▶ **OBJECTIVE**: Rewrite the items from the line with "of the drooping" to the line with "Target: drooping petal", putting "curled petal" in place of "drooping petal" and keeping all else the same. Give back only those lines.

'''

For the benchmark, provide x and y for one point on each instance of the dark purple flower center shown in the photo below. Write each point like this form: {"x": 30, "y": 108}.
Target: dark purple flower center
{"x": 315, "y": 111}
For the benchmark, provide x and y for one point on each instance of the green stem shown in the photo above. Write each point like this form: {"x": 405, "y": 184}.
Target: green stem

'''
'''

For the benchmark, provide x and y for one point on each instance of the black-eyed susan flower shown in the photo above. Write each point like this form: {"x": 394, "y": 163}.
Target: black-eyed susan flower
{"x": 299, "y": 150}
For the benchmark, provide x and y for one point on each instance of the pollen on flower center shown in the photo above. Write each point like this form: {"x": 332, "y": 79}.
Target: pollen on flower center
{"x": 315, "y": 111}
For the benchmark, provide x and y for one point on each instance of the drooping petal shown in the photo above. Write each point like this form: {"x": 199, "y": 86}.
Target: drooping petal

'''

▶ **ANSWER FOR THE TASK**:
For the benchmark, provide x and y for one point on each instance of the curled petal shown in the photo above. Write each point like this form: {"x": 199, "y": 86}.
Target: curled petal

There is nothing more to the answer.